═══ RECORDS FOR THE EXERCISE

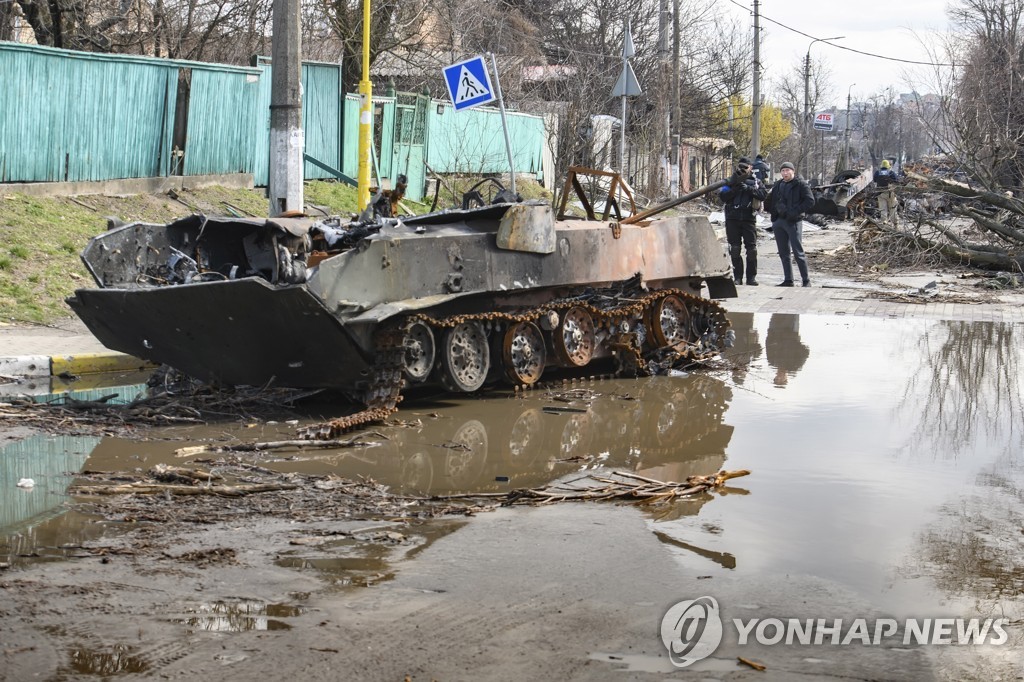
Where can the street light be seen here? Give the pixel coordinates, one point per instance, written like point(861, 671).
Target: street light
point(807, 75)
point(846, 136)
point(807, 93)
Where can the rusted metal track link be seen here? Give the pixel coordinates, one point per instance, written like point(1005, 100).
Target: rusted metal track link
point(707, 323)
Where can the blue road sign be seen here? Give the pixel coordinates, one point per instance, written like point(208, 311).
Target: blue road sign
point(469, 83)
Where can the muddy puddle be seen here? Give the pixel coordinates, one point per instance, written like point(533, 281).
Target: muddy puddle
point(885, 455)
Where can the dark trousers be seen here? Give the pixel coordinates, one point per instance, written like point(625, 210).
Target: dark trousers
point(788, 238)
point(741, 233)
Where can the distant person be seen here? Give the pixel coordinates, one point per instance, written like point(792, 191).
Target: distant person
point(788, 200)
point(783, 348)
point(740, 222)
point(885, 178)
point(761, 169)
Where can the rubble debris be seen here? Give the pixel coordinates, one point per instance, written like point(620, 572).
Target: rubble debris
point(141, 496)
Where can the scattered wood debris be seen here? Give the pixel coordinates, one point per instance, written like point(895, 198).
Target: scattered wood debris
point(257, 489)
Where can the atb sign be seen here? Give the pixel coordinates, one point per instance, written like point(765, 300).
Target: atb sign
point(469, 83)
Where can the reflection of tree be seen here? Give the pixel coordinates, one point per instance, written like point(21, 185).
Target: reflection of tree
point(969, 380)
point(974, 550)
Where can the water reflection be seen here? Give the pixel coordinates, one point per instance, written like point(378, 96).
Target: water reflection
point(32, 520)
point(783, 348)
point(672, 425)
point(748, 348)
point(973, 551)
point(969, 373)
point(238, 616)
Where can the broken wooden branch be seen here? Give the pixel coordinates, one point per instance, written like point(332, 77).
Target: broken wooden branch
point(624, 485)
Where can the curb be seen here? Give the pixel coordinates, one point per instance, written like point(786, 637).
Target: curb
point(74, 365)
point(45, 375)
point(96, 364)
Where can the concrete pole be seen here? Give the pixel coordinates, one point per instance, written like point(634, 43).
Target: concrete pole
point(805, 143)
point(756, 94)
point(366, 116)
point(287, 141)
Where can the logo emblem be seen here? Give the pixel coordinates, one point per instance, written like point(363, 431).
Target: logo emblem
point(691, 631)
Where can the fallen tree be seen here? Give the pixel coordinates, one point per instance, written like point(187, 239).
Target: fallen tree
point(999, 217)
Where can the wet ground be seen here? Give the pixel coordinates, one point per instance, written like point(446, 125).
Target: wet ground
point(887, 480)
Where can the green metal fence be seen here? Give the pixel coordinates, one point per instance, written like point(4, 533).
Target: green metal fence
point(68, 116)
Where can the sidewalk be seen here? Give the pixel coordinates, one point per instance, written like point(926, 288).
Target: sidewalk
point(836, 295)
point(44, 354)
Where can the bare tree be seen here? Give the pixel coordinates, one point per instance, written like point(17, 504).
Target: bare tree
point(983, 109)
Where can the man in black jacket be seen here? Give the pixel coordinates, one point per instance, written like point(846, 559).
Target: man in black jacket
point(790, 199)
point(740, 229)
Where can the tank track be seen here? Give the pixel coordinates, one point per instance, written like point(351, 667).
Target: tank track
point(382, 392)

══════

◆ STATED TASK: Rewrite all of the records above, swapping "pixel coordinates" for "image coordinates" and changing nothing else. Omit the pictures.

◆ CORRECT RESULT:
Where can the street light be seen here? Give the image coordinates, one point per instance, written like point(861, 671).
Target: street light
point(807, 75)
point(846, 136)
point(807, 93)
Where can the rusted metal track link be seen here? Give the image coordinates, one point per instance, written like point(1005, 100).
Target: rusted metal track link
point(707, 323)
Where can the blue road sign be seen here? Give the image coordinates, one point per instance, written like point(208, 311).
Target: blue road sign
point(469, 83)
Where can the muddy puddle be seen here? Give the image coordinates, one point per instance, written like point(533, 281).
Target: muddy puddle
point(885, 455)
Where can the dark trousers be seen here? Give the image coordinates, one point per instance, written like point(625, 210).
Target: dark trousers
point(788, 238)
point(741, 233)
Where can the distant person be seen here? Give the image coordinates, one point per instance, written like point(792, 191).
Target: distant person
point(788, 200)
point(783, 348)
point(740, 222)
point(885, 178)
point(761, 169)
Where can the rubble debris be seen here? Give the image coordinates, one point per instance, written like point(620, 572).
Target: rubble debris
point(141, 496)
Where can the scattered wood debris be seen here? Give the image coordinates, one point per instance, written like point(895, 198).
Target: scattered wood debris
point(257, 489)
Where can the atb sign be seen here? Give the image coordinates, one point per instance, written like point(765, 300).
Target: atb sign
point(469, 83)
Where can the reflection of tree be seen here? Give the image coordinates, one point per instance, written like point(21, 185).
Target: reflection of tree
point(969, 380)
point(974, 550)
Where can the water reflection be seen here? Give the image coordinates, one point per instance, written like point(378, 96).
Target: water reflection
point(32, 520)
point(783, 348)
point(672, 425)
point(748, 348)
point(973, 551)
point(969, 373)
point(238, 616)
Where can the broken wooden branch be seen here? Give the image coordinates, one point per instance, written like point(332, 77).
Target: broken wooden branch
point(624, 485)
Where can the curb be seen here? Give the image coordinates, one point per instance, written like point(786, 637).
Target: curb
point(74, 365)
point(45, 375)
point(96, 364)
Where can the concrete pole be seen here? Give the image coordinates, one point per instance, written like point(634, 43).
Target: concrete pole
point(805, 143)
point(756, 94)
point(366, 116)
point(287, 141)
Where can the logo emblem be seen here? Give the image coordinates, one point per instance, written like point(363, 431).
Target: logo emblem
point(691, 631)
Where can the fallen tree be seen here? Give the image coordinates, one point per instance, written like point(187, 239).
Target: fallen tree
point(999, 217)
Where can the wet ground be seen here? Give the image coordinates, one point per instance, written like point(446, 125).
Target: wet ground
point(887, 480)
Where can the green metal fence be seen here? Give the image coordinates, one point per instance, written like point(4, 533).
Target: green metal fence
point(68, 116)
Where can the sidewalk be seen here? Give the image coordinates, one point per instance, written like point(926, 288).
Target: sidewalk
point(836, 295)
point(44, 354)
Where can the bare tree be seen here? Give the image coordinates, one point per instance, written like point(17, 504).
Target: bare tree
point(983, 109)
Where can the man in black jacket be seen here? Give the image coordinates, one point per instance, written like point(846, 559).
Target: man in black jacket
point(790, 199)
point(740, 229)
Where can the tank track be seen here? Give the image coordinates, one point per instance, written like point(351, 667).
Target: tank track
point(382, 392)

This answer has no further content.